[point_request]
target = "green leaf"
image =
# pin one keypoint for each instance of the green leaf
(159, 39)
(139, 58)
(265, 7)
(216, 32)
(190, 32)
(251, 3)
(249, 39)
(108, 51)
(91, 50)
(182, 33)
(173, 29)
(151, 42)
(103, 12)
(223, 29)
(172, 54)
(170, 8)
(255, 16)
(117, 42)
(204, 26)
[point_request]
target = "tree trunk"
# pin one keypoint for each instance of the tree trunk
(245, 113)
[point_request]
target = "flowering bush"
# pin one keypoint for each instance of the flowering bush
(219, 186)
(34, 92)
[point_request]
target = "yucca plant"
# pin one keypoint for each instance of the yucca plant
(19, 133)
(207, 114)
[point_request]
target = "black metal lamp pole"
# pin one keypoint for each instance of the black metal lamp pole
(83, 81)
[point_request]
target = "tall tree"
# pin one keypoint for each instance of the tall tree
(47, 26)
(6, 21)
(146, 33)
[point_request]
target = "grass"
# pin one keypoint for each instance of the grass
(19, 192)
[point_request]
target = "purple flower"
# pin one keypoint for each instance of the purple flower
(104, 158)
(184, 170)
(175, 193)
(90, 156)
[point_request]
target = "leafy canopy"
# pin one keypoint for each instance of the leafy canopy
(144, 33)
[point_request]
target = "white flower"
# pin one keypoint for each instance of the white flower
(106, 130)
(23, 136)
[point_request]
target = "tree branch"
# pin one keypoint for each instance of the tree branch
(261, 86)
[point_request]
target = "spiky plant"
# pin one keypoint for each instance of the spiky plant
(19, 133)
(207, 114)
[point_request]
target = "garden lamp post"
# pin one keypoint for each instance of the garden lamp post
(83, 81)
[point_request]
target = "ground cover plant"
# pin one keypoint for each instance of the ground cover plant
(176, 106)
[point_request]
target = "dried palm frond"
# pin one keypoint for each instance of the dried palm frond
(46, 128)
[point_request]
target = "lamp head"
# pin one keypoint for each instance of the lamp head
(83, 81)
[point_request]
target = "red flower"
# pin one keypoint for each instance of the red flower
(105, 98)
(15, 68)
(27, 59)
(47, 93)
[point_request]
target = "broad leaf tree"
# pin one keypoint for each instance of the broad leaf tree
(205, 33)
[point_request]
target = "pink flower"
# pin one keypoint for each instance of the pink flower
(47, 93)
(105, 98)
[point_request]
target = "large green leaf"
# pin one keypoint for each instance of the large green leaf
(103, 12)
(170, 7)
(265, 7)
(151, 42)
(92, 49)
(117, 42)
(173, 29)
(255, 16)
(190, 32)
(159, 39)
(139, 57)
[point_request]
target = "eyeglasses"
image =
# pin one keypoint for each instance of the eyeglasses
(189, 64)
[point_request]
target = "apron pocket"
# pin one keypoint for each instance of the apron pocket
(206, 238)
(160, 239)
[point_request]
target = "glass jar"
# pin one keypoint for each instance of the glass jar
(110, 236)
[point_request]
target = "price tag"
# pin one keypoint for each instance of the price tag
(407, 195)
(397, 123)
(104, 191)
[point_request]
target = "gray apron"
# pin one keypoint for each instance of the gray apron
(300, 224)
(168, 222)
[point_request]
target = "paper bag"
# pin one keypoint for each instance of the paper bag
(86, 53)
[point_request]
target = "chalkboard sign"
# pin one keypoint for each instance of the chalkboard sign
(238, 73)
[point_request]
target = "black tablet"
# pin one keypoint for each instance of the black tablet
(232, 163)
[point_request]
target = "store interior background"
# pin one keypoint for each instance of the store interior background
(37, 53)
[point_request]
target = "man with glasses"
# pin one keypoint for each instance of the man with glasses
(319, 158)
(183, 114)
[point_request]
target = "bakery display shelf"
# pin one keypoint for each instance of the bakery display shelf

####

Given task
Print all of the entries again, exactly as written.

Solution for this problem
[point_request]
target = "green leaf"
image =
# pin one keypoint for each instance of the green leaf
(159, 39)
(139, 58)
(265, 7)
(216, 32)
(190, 32)
(251, 3)
(249, 39)
(108, 51)
(91, 50)
(182, 33)
(173, 29)
(151, 42)
(103, 12)
(223, 29)
(172, 54)
(170, 8)
(255, 16)
(117, 42)
(204, 26)
[point_request]
target = "tree trunk"
# pin one keypoint for each instance of the tree trunk
(245, 113)
[point_request]
target = "flowering bush"
# pin one keypoint for each instance of the flowering bush
(219, 186)
(34, 92)
[point_request]
target = "yucca plant"
# pin one keypoint for each instance of the yucca plant
(19, 133)
(207, 114)
[point_request]
target = "black metal lamp pole"
# pin one keypoint for each instance of the black metal lamp pole
(83, 81)
[point_request]
target = "tall tree"
# pin one keypoint for each instance of the tall tree
(47, 26)
(6, 21)
(146, 33)
[point_request]
target = "grass"
# pin one keypoint for each instance of the grass
(19, 192)
[point_request]
target = "purple flower"
# pin one keypoint for each instance of the purple flower
(104, 158)
(184, 170)
(175, 193)
(90, 156)
[point_request]
target = "leafy canopy"
# pin one keypoint for each instance of the leafy canopy
(144, 33)
[point_request]
target = "white flower"
# pin one keypoint for each instance of the white flower
(106, 130)
(23, 136)
[point_request]
target = "tree branch"
# pin one keypoint for each instance of the tree branch
(261, 86)
[point_request]
target = "spiky plant"
# pin one keypoint for each instance of the spiky plant
(19, 133)
(207, 114)
[point_request]
target = "garden lamp post"
# pin one keypoint for each instance of the garden lamp post
(83, 81)
[point_request]
target = "ground cover plant"
# pin one keypoint for each instance of the ground cover plant
(176, 106)
[point_request]
target = "dried palm frond"
# pin one keypoint for each instance of the dried palm frond
(46, 128)
[point_request]
target = "lamp head"
# pin one keypoint for each instance of the lamp head
(83, 81)
[point_request]
target = "red flower"
# pin one keypoint for each instance of the red flower
(105, 98)
(15, 68)
(27, 59)
(47, 93)
[point_request]
target = "broad leaf tree"
# pin one keypoint for each instance of the broad leaf tree
(205, 33)
[point_request]
target = "pink flower"
# pin one keypoint for each instance of the pink flower
(47, 93)
(105, 98)
[point_request]
target = "large green leaf"
# pin one keypoint for each instance of the large green leaf
(103, 12)
(170, 7)
(265, 7)
(151, 42)
(92, 49)
(117, 42)
(173, 29)
(255, 16)
(190, 32)
(159, 39)
(139, 57)
[point_request]
target = "eyeglasses"
image =
# pin one keypoint for each instance of the eyeglasses
(189, 64)
[point_request]
target = "apron pocket"
# pin one keypoint for each instance of the apron pocket
(206, 238)
(160, 239)
[point_request]
target = "glass jar"
# pin one keypoint for each instance of the glass jar
(110, 236)
[point_request]
target = "price tag"
# pin one keypoint for each instance of the price tag
(407, 195)
(397, 123)
(104, 191)
[point_request]
target = "gray apron"
# pin one keypoint for each instance of the gray apron
(300, 224)
(168, 222)
[point_request]
target = "paper bag"
# pin one keypoint for each instance of the paper bag
(86, 53)
[point_request]
target = "chalkboard sign"
# pin one keypoint for each instance of the chalkboard sign
(238, 73)
[point_request]
target = "black tablet"
# pin one keypoint for each instance of the black tablet
(232, 163)
[point_request]
target = "store interior background"
# pin one keypoint for each instance of the store interior background
(37, 53)
[point_request]
target = "man with glasses"
# pin one keypoint for each instance of the man with glasses
(319, 158)
(183, 114)
[point_request]
target = "bakery display shelf"
# pin one keypoint for each instance of the bakery display shelf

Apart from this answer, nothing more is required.